### About this task
Repeat the entries exactly as they stand.

=====

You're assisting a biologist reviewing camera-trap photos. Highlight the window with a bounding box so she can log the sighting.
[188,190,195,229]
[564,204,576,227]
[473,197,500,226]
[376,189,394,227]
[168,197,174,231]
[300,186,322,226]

=====

### Answer section
You're assisting a biologist reviewing camera-trap photos. Highlight the window with a bounding box so she can log the sighting.
[188,190,195,229]
[564,204,576,227]
[473,197,500,226]
[376,189,394,227]
[168,197,174,231]
[300,186,322,226]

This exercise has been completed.